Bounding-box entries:
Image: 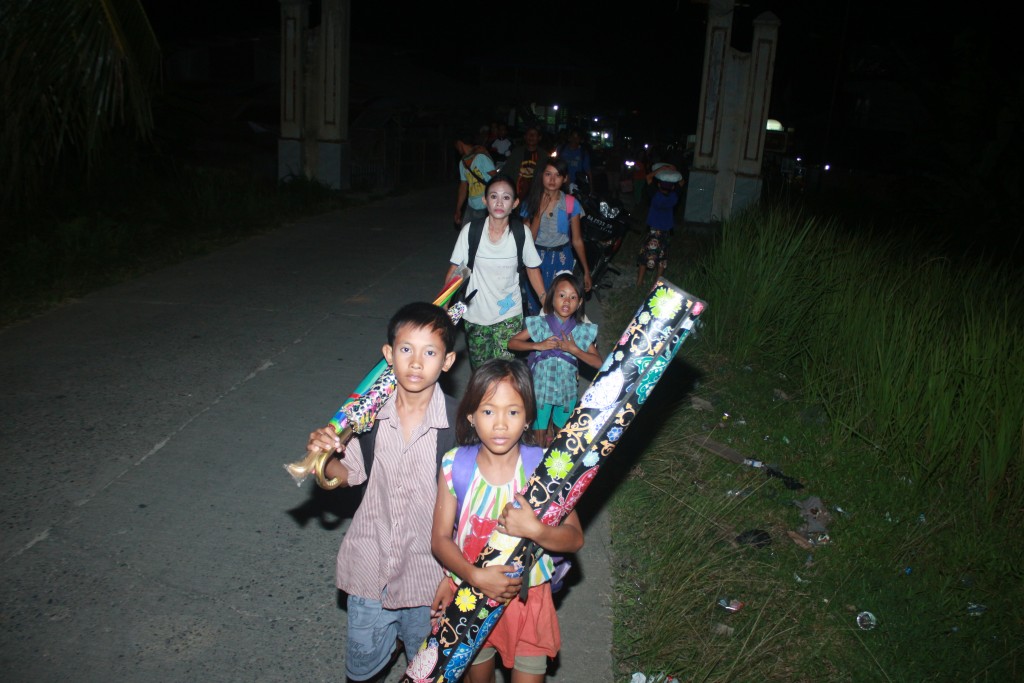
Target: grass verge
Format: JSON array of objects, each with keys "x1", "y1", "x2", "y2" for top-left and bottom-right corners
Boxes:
[{"x1": 602, "y1": 213, "x2": 1024, "y2": 681}]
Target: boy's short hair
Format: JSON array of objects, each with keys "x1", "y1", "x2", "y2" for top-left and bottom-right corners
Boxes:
[{"x1": 387, "y1": 301, "x2": 456, "y2": 353}]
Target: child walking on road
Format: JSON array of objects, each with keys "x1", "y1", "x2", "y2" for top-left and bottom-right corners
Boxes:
[
  {"x1": 431, "y1": 359, "x2": 584, "y2": 683},
  {"x1": 509, "y1": 272, "x2": 603, "y2": 447},
  {"x1": 637, "y1": 167, "x2": 683, "y2": 287},
  {"x1": 306, "y1": 302, "x2": 456, "y2": 681}
]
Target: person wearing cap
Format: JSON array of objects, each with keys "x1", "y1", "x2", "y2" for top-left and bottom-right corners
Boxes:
[{"x1": 637, "y1": 163, "x2": 684, "y2": 287}]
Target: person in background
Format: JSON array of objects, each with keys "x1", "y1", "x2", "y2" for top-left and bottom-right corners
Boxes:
[
  {"x1": 637, "y1": 164, "x2": 683, "y2": 287},
  {"x1": 555, "y1": 128, "x2": 591, "y2": 187},
  {"x1": 444, "y1": 175, "x2": 544, "y2": 370},
  {"x1": 489, "y1": 123, "x2": 512, "y2": 171},
  {"x1": 455, "y1": 135, "x2": 498, "y2": 230},
  {"x1": 509, "y1": 272, "x2": 604, "y2": 449},
  {"x1": 520, "y1": 157, "x2": 593, "y2": 315},
  {"x1": 502, "y1": 124, "x2": 551, "y2": 198}
]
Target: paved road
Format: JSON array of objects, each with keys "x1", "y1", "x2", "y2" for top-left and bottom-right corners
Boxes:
[{"x1": 0, "y1": 186, "x2": 611, "y2": 683}]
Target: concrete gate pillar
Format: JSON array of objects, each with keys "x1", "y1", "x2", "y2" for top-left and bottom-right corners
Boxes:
[
  {"x1": 684, "y1": 0, "x2": 779, "y2": 223},
  {"x1": 278, "y1": 0, "x2": 309, "y2": 180},
  {"x1": 310, "y1": 0, "x2": 352, "y2": 189},
  {"x1": 278, "y1": 0, "x2": 351, "y2": 189}
]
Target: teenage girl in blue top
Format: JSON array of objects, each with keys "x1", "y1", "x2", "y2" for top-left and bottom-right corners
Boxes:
[{"x1": 521, "y1": 157, "x2": 592, "y2": 315}]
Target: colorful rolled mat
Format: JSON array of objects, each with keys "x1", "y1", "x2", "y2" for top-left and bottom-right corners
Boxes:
[{"x1": 402, "y1": 279, "x2": 705, "y2": 683}]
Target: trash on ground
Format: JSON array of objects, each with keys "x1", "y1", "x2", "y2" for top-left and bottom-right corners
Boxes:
[
  {"x1": 690, "y1": 396, "x2": 715, "y2": 412},
  {"x1": 711, "y1": 623, "x2": 736, "y2": 636},
  {"x1": 967, "y1": 602, "x2": 988, "y2": 616},
  {"x1": 785, "y1": 531, "x2": 814, "y2": 550},
  {"x1": 736, "y1": 528, "x2": 771, "y2": 548},
  {"x1": 630, "y1": 672, "x2": 679, "y2": 683},
  {"x1": 718, "y1": 598, "x2": 746, "y2": 612},
  {"x1": 794, "y1": 496, "x2": 831, "y2": 536},
  {"x1": 857, "y1": 611, "x2": 879, "y2": 631},
  {"x1": 765, "y1": 465, "x2": 804, "y2": 490}
]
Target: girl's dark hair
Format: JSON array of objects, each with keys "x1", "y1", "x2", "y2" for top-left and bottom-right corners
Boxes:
[
  {"x1": 544, "y1": 272, "x2": 586, "y2": 323},
  {"x1": 483, "y1": 173, "x2": 515, "y2": 202},
  {"x1": 455, "y1": 358, "x2": 537, "y2": 445},
  {"x1": 387, "y1": 301, "x2": 456, "y2": 353},
  {"x1": 522, "y1": 157, "x2": 569, "y2": 221}
]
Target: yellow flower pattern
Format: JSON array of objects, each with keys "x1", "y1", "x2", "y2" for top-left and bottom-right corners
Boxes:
[{"x1": 455, "y1": 588, "x2": 476, "y2": 612}]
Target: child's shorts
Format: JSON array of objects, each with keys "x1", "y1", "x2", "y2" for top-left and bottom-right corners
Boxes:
[
  {"x1": 534, "y1": 400, "x2": 577, "y2": 429},
  {"x1": 473, "y1": 582, "x2": 562, "y2": 674},
  {"x1": 637, "y1": 230, "x2": 671, "y2": 270},
  {"x1": 345, "y1": 595, "x2": 431, "y2": 681}
]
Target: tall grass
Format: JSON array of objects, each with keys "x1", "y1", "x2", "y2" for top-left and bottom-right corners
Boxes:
[
  {"x1": 693, "y1": 205, "x2": 1024, "y2": 514},
  {"x1": 603, "y1": 205, "x2": 1024, "y2": 682}
]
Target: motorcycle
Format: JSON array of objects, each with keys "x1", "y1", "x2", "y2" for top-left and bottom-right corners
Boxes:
[{"x1": 572, "y1": 185, "x2": 632, "y2": 290}]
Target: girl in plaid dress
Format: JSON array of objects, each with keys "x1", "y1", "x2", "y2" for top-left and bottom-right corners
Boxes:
[{"x1": 509, "y1": 271, "x2": 603, "y2": 447}]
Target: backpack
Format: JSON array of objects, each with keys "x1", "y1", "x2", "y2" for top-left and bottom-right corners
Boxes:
[
  {"x1": 357, "y1": 394, "x2": 459, "y2": 480},
  {"x1": 452, "y1": 444, "x2": 572, "y2": 600}
]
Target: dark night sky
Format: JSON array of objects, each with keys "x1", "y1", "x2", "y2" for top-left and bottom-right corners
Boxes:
[{"x1": 143, "y1": 0, "x2": 1016, "y2": 167}]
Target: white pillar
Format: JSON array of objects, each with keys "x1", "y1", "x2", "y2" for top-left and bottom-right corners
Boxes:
[
  {"x1": 310, "y1": 0, "x2": 352, "y2": 189},
  {"x1": 732, "y1": 12, "x2": 779, "y2": 211},
  {"x1": 278, "y1": 0, "x2": 309, "y2": 180},
  {"x1": 684, "y1": 0, "x2": 779, "y2": 223},
  {"x1": 684, "y1": 0, "x2": 734, "y2": 223}
]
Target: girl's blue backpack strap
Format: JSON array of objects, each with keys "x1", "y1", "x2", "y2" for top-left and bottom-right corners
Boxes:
[
  {"x1": 519, "y1": 445, "x2": 544, "y2": 479},
  {"x1": 452, "y1": 444, "x2": 480, "y2": 525}
]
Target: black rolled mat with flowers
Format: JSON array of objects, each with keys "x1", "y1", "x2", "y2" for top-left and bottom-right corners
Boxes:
[{"x1": 402, "y1": 280, "x2": 705, "y2": 683}]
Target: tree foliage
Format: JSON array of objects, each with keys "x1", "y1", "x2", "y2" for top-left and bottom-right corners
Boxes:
[{"x1": 0, "y1": 0, "x2": 160, "y2": 213}]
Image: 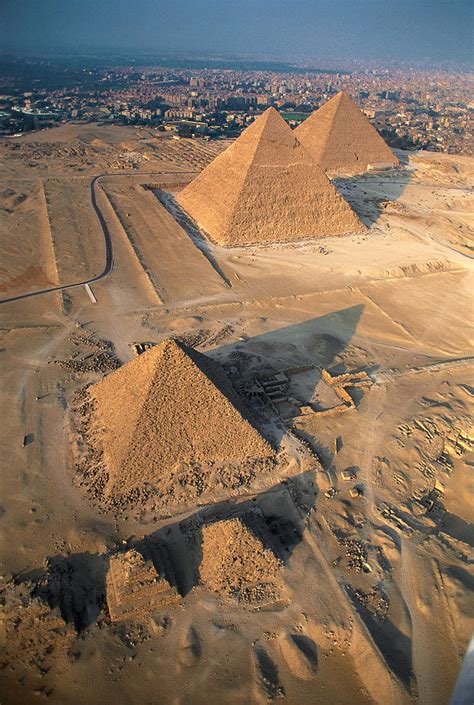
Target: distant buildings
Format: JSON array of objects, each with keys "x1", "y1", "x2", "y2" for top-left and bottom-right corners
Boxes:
[{"x1": 0, "y1": 59, "x2": 474, "y2": 154}]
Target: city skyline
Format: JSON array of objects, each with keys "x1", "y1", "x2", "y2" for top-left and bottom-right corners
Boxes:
[{"x1": 0, "y1": 0, "x2": 473, "y2": 63}]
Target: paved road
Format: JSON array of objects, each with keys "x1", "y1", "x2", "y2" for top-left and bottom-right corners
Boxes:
[{"x1": 0, "y1": 171, "x2": 194, "y2": 304}]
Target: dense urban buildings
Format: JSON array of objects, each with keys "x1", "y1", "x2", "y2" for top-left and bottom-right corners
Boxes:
[{"x1": 0, "y1": 57, "x2": 474, "y2": 155}]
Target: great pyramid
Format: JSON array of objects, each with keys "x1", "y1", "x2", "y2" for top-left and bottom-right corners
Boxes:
[
  {"x1": 89, "y1": 340, "x2": 274, "y2": 496},
  {"x1": 295, "y1": 91, "x2": 398, "y2": 174},
  {"x1": 177, "y1": 108, "x2": 364, "y2": 246}
]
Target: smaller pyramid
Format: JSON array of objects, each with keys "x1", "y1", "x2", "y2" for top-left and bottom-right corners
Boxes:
[
  {"x1": 176, "y1": 108, "x2": 365, "y2": 247},
  {"x1": 199, "y1": 518, "x2": 282, "y2": 604},
  {"x1": 294, "y1": 92, "x2": 398, "y2": 174},
  {"x1": 106, "y1": 549, "x2": 181, "y2": 622},
  {"x1": 89, "y1": 339, "x2": 275, "y2": 496}
]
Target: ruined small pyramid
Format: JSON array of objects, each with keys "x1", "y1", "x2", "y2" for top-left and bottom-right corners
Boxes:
[
  {"x1": 177, "y1": 108, "x2": 364, "y2": 247},
  {"x1": 106, "y1": 549, "x2": 181, "y2": 622},
  {"x1": 89, "y1": 340, "x2": 274, "y2": 495},
  {"x1": 295, "y1": 92, "x2": 398, "y2": 174},
  {"x1": 199, "y1": 518, "x2": 282, "y2": 603}
]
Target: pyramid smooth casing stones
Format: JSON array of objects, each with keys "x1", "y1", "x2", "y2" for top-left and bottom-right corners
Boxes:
[
  {"x1": 176, "y1": 108, "x2": 365, "y2": 246},
  {"x1": 295, "y1": 92, "x2": 399, "y2": 174},
  {"x1": 89, "y1": 340, "x2": 275, "y2": 497}
]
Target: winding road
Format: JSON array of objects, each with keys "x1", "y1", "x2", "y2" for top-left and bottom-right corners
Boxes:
[{"x1": 0, "y1": 171, "x2": 194, "y2": 304}]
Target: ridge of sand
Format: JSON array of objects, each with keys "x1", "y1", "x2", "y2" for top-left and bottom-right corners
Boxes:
[
  {"x1": 199, "y1": 518, "x2": 282, "y2": 602},
  {"x1": 177, "y1": 108, "x2": 364, "y2": 246},
  {"x1": 295, "y1": 91, "x2": 398, "y2": 173},
  {"x1": 89, "y1": 340, "x2": 274, "y2": 493}
]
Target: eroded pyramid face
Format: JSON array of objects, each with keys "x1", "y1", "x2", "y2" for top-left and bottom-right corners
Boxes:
[
  {"x1": 295, "y1": 92, "x2": 398, "y2": 173},
  {"x1": 89, "y1": 340, "x2": 274, "y2": 494},
  {"x1": 177, "y1": 108, "x2": 364, "y2": 246}
]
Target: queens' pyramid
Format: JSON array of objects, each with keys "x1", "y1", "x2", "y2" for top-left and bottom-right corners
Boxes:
[
  {"x1": 295, "y1": 92, "x2": 398, "y2": 174},
  {"x1": 89, "y1": 340, "x2": 274, "y2": 496},
  {"x1": 177, "y1": 108, "x2": 364, "y2": 246}
]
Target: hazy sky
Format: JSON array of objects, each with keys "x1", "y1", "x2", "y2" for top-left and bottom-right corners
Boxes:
[{"x1": 0, "y1": 0, "x2": 474, "y2": 61}]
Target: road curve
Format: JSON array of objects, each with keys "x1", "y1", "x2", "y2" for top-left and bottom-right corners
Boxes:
[
  {"x1": 0, "y1": 174, "x2": 114, "y2": 304},
  {"x1": 0, "y1": 171, "x2": 194, "y2": 304}
]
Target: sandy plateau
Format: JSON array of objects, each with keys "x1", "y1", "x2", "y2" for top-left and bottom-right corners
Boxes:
[{"x1": 0, "y1": 126, "x2": 474, "y2": 705}]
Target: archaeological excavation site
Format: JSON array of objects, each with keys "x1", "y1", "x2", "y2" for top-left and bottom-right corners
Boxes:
[{"x1": 0, "y1": 78, "x2": 474, "y2": 705}]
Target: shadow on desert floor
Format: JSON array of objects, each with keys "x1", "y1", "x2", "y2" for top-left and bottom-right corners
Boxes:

To do. Extract every line from the one containing "Target: shadow on desert floor" down through the end of the entries, reproducing each line verbatim.

Result below.
Target: shadow on desert floor
Format: JSON array of objects, each with keys "x1", "y1", "x2", "y2" for top-left and bottom-right corners
Boxes:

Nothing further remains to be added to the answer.